=== Quoted text ===

Thursday, December 30, 2010

HOWTO: RM1 in Gaussian09

In my group we regularly use semi-empirical QM methods when we need to minimize large structures. Lately we've had some good results with Jimmy Stewart's PM6 method (he also go by the, IMO, cool name of Mr. MOPAC). Recently, the 25 year old AM1 model of Dewar et al. has been reparametrized, by the group of Mr. MOPAC, into the RM1 method. Supposedly RM1 beat the [euphemism] out of older parameterizations, such as AM1, PM3 and PM5.
In short: Right now the big players in the field of semi-empirical methods seem to be the well-known PM6 and newcomer RM1. The approximations in the two are very alike with the most notable difference between the two, probably being the introduction of d-orbitals on main group elements in PM6, which are not present in AM1 and it's derivative reparametrizations.

===

▶ **Task list**
1. Translate this sentence from the RM1 post into German: "In my group we regularly use semi-empirical QM methods when we need to minimize large structures."
2. In the RM1 post, rewrite the passage starting at "Thursday, December 30, 2010" and ending at "it's derivative reparametrizations.", replacing "semi-empirical" with "semiempirical".

=== Record excerpts ===

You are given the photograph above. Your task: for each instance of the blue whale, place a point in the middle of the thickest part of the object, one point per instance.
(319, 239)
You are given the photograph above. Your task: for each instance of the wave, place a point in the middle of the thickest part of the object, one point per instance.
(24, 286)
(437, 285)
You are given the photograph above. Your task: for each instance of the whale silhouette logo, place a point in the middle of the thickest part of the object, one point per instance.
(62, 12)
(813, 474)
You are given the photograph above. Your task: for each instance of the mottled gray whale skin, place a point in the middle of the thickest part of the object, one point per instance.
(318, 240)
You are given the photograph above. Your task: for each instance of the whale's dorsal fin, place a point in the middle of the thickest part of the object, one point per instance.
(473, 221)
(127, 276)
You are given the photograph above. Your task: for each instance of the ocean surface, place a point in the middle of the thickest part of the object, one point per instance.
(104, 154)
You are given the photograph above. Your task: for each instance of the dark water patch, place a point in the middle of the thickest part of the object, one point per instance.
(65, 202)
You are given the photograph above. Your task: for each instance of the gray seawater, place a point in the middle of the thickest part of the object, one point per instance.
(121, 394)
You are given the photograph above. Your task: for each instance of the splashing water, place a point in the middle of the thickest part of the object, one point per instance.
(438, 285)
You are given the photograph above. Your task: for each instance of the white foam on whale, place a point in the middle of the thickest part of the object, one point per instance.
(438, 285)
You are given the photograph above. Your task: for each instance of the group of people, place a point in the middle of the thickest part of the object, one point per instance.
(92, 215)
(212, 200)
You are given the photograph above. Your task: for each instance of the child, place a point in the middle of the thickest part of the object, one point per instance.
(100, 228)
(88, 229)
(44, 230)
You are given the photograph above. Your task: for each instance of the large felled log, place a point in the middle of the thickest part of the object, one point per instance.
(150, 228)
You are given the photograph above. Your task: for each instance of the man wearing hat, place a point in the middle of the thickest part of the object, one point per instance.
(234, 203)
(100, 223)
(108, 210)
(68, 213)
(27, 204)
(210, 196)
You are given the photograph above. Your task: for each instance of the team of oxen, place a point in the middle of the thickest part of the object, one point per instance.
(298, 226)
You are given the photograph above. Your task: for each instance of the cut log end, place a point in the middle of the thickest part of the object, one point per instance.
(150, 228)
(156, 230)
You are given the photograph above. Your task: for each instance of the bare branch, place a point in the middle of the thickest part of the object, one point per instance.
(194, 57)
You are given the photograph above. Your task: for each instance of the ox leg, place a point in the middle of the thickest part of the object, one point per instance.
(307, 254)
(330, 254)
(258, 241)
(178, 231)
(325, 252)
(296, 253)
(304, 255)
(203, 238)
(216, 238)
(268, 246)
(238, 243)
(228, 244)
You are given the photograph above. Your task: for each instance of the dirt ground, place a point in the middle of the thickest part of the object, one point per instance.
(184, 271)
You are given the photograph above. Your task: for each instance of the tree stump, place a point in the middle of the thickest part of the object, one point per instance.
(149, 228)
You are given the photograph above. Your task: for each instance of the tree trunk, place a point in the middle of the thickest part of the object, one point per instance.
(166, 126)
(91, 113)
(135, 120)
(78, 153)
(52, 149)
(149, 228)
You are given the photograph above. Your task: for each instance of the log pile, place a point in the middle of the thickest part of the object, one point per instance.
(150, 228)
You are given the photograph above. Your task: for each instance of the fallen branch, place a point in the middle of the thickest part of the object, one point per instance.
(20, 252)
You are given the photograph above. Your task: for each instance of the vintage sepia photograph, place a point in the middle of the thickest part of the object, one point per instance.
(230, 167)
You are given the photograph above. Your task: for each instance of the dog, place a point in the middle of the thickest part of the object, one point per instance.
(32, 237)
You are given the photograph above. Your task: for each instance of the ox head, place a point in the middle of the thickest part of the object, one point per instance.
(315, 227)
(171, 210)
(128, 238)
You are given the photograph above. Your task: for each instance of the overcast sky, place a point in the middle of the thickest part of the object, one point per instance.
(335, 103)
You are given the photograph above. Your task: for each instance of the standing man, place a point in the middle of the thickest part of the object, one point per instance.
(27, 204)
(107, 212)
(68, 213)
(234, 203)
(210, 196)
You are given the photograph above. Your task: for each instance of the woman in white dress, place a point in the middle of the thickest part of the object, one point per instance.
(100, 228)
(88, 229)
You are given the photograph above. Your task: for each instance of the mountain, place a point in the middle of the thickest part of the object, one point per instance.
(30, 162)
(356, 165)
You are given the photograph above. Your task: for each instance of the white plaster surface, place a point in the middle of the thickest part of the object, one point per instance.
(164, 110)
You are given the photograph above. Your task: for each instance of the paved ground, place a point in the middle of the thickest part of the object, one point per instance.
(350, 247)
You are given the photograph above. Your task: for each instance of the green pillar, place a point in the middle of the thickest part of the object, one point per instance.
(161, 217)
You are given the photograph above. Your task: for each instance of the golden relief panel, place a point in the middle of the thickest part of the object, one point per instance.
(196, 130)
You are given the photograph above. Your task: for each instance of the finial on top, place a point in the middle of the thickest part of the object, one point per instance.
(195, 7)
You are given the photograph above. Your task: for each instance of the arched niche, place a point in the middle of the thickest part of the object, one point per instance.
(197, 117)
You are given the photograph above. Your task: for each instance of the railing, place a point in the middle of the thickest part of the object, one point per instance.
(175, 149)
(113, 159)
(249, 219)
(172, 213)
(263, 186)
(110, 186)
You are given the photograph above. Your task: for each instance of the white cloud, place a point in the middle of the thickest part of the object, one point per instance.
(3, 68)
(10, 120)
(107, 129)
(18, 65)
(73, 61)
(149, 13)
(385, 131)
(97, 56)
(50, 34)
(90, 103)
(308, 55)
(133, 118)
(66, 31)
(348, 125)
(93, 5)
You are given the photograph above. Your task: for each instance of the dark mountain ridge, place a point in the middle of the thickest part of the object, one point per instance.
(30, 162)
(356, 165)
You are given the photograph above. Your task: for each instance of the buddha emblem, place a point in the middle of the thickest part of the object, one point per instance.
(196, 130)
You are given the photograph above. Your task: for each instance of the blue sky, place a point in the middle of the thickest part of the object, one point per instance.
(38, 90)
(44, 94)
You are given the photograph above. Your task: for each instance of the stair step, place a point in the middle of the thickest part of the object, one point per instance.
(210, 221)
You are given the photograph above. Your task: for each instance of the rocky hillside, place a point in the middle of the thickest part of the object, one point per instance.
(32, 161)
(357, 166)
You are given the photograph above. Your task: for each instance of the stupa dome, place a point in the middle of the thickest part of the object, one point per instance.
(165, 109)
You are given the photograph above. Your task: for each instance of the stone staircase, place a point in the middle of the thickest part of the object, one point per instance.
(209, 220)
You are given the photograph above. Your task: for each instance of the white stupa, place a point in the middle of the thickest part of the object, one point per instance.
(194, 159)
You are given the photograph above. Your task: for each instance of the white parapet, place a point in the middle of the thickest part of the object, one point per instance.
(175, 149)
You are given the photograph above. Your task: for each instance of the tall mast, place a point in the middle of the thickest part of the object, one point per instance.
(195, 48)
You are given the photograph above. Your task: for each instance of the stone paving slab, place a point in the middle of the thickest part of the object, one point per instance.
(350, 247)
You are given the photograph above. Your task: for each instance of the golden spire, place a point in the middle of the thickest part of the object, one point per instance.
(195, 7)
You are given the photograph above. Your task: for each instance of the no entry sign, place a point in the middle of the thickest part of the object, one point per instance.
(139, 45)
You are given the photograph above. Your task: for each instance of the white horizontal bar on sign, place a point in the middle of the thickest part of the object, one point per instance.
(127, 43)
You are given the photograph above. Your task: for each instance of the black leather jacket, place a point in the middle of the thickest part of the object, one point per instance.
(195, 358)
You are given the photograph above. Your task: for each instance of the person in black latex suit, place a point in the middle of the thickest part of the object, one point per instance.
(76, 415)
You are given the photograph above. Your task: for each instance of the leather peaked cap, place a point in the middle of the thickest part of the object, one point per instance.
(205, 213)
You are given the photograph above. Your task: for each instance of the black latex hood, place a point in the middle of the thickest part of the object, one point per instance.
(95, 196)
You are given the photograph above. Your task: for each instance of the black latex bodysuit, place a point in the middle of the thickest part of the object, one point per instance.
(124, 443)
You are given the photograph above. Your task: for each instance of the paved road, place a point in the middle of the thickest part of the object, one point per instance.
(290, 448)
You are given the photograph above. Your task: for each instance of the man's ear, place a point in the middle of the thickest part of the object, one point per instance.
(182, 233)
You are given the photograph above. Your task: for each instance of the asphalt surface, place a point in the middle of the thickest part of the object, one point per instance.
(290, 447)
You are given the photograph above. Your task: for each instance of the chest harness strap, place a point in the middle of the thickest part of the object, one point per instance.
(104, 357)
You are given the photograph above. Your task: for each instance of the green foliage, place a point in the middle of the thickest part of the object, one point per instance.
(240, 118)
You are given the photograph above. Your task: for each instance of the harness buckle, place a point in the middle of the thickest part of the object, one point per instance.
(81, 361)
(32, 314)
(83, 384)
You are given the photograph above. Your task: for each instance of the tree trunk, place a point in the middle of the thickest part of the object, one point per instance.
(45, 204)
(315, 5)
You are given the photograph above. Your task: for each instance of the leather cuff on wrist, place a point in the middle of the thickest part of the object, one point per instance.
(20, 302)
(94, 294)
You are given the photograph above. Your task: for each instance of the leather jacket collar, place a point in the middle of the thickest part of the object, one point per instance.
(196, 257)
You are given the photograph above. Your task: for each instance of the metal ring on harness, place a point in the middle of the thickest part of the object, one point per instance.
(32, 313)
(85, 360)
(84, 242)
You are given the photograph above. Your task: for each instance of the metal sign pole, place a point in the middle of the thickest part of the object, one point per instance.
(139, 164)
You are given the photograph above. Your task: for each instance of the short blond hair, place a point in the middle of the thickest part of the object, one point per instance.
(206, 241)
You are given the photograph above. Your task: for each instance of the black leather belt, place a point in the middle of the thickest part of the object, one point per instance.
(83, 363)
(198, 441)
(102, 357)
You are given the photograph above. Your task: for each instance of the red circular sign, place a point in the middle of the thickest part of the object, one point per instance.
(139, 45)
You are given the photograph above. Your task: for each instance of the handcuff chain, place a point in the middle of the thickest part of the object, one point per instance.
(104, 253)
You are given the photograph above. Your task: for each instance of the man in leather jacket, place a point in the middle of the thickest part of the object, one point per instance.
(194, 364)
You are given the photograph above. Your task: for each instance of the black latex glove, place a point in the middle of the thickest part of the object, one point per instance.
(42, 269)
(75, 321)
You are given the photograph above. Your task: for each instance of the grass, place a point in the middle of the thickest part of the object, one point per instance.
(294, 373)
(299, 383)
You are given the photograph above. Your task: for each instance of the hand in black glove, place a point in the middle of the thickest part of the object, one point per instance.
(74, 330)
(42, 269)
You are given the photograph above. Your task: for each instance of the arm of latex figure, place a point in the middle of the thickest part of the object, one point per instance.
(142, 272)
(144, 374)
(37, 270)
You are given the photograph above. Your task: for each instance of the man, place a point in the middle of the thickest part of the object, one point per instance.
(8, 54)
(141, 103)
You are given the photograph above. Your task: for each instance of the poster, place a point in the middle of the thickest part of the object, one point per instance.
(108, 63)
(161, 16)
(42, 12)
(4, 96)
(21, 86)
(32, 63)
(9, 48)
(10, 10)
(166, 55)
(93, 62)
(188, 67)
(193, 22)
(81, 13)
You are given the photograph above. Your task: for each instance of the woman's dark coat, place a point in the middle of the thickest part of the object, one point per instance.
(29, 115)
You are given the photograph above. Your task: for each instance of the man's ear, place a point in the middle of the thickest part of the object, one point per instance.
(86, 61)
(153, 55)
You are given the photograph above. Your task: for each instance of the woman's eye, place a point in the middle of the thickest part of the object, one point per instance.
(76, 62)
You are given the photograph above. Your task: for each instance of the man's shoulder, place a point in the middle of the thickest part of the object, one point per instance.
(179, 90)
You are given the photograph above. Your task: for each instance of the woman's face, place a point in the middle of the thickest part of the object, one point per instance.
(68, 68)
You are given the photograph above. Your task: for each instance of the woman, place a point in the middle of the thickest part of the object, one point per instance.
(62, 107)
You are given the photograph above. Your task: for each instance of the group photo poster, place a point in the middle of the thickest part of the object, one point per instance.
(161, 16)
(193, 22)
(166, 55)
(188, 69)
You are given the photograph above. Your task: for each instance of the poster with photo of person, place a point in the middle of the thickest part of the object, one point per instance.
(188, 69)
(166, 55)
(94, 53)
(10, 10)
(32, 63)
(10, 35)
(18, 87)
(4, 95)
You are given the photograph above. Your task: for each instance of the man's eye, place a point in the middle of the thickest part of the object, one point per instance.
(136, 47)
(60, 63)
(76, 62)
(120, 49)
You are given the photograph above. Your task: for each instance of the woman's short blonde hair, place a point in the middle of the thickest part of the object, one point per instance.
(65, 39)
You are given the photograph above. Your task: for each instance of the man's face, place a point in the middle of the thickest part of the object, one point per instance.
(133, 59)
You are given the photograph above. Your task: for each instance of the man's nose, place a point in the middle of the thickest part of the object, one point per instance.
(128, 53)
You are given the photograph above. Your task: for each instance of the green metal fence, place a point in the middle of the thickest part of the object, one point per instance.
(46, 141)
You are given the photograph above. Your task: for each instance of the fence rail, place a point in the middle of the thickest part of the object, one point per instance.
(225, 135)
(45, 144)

===

▶ **In response**
1. In meiner Gruppe verwenden wir regelmäßig semiempirische QM-Methoden, wenn wir große Strukturen minimieren müssen.

2.
Thursday, December 30, 2010

HOWTO: RM1 in Gaussian09

In my group we regularly use semiempirical QM methods when we need to minimize large structures. Lately we've had some good results with Jimmy Stewart's PM6 method (he also go by the, IMO, cool name of Mr. MOPAC). Recently, the 25 year old AM1 model of Dewar et al. has been reparametrized, by the group of Mr. MOPAC, into the RM1 method. Supposedly RM1 beat the [euphemism] out of older parameterizations, such as AM1, PM3 and PM5.
In short: Right now the big players in the field of semiempirical methods seem to be the well-known PM6 and newcomer RM1. The approximations in the two are very alike with the most notable difference between the two, probably being the introduction of d-orbitals on main group elements in PM6, which are not present in AM1 and it's derivative reparametrizations.